(Records from a data source)
##########
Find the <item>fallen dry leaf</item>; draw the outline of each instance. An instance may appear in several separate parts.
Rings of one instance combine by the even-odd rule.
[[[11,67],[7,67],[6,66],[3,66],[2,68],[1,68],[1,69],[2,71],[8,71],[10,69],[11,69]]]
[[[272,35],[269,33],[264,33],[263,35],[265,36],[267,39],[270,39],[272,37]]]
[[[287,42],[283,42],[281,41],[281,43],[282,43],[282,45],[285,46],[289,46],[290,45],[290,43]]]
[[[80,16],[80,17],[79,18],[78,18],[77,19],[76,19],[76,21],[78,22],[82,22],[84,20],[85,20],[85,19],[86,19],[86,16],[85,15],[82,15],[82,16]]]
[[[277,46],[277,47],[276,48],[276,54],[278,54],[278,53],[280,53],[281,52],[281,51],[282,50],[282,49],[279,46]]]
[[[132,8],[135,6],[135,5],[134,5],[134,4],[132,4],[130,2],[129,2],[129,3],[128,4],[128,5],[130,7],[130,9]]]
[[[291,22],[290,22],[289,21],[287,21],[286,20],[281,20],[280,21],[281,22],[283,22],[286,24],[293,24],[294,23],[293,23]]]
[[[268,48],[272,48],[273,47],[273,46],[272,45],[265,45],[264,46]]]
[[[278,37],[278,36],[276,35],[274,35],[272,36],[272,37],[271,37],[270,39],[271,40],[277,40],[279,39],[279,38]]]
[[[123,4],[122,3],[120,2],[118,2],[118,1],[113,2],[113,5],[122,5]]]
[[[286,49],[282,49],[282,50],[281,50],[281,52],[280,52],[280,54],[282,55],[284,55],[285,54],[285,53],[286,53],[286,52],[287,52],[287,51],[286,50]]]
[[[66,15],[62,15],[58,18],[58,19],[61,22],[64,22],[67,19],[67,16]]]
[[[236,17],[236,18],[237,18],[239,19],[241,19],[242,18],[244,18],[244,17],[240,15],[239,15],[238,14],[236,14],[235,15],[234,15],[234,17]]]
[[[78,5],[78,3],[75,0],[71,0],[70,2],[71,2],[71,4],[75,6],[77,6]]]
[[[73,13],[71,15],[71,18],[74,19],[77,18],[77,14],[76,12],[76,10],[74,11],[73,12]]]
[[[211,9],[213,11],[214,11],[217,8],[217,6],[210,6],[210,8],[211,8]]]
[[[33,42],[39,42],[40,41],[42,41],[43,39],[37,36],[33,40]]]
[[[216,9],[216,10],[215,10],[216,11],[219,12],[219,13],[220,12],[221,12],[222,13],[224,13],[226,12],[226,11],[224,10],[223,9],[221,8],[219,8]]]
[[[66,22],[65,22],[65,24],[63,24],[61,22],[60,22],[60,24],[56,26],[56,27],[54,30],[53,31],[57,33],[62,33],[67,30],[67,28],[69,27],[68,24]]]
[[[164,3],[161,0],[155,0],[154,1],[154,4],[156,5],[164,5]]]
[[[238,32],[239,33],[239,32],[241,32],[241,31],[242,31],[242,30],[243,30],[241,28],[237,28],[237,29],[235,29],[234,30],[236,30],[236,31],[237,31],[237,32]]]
##########
Restate the data above word for word, please.

## [Task answer]
Find the <item>fallen dry leaf</item>; draw the outline of each instance. An instance may appear in several separate parts.
Rings of one instance combine by the even-odd rule.
[[[11,67],[7,67],[6,66],[3,66],[2,68],[1,68],[1,69],[2,71],[8,71],[10,69],[11,69]]]
[[[272,35],[269,33],[264,33],[263,35],[265,36],[267,39],[270,39],[272,37]]]
[[[287,42],[283,42],[281,41],[281,43],[282,43],[282,45],[285,46],[289,46],[290,45],[290,43]]]
[[[80,16],[80,17],[79,18],[78,18],[77,19],[76,19],[76,21],[78,22],[82,22],[84,20],[85,20],[85,19],[86,19],[86,16],[85,15],[82,15],[82,16]]]
[[[277,46],[277,47],[276,48],[276,54],[278,54],[278,53],[280,53],[281,52],[281,51],[282,50],[282,49],[279,46]]]
[[[132,8],[135,6],[135,5],[134,5],[134,4],[132,4],[130,2],[129,2],[129,3],[128,4],[128,5],[130,7],[130,9]]]
[[[291,22],[290,22],[289,21],[287,21],[286,20],[281,20],[280,21],[281,22],[283,22],[286,24],[293,24],[294,23],[293,23]]]
[[[268,48],[272,48],[273,47],[273,46],[272,45],[265,45],[264,46]]]
[[[278,37],[278,36],[276,35],[274,35],[272,36],[272,37],[271,37],[270,39],[271,40],[277,40],[279,39],[279,38]]]
[[[123,4],[122,3],[120,2],[118,2],[118,1],[113,2],[113,5],[122,5]]]
[[[286,49],[282,49],[282,50],[281,50],[281,52],[280,52],[280,54],[282,55],[284,55],[285,54],[285,53],[286,53],[286,52],[287,52],[287,51],[286,50]]]
[[[66,15],[62,15],[58,18],[58,19],[61,22],[64,22],[67,19],[67,16]]]
[[[236,17],[236,18],[237,18],[239,19],[241,19],[242,18],[244,18],[244,17],[240,15],[239,15],[238,14],[236,14],[235,15],[234,15],[234,17]]]
[[[78,5],[78,3],[75,0],[71,0],[70,2],[71,2],[71,4],[75,6],[77,6]]]
[[[73,13],[71,15],[71,18],[74,19],[77,18],[77,14],[76,12],[76,10],[74,11],[73,12]]]
[[[211,9],[213,11],[214,11],[217,8],[217,6],[210,6],[210,8],[211,8]]]
[[[33,42],[39,42],[40,41],[42,41],[43,39],[37,36],[33,40]]]
[[[216,9],[216,10],[215,10],[216,11],[219,12],[219,13],[220,12],[221,12],[222,13],[224,13],[226,12],[226,11],[224,10],[223,9],[221,8],[219,8]]]
[[[66,22],[65,22],[65,24],[63,24],[61,22],[60,22],[60,24],[56,26],[56,27],[54,30],[53,31],[57,33],[62,33],[67,30],[67,28],[69,27],[68,24]]]
[[[164,3],[161,0],[155,0],[154,1],[154,4],[156,5],[164,5]]]
[[[238,32],[239,33],[239,32],[241,32],[241,31],[242,31],[242,30],[243,30],[241,28],[237,28],[237,29],[235,29],[234,30],[236,30],[236,31],[237,31],[237,32]]]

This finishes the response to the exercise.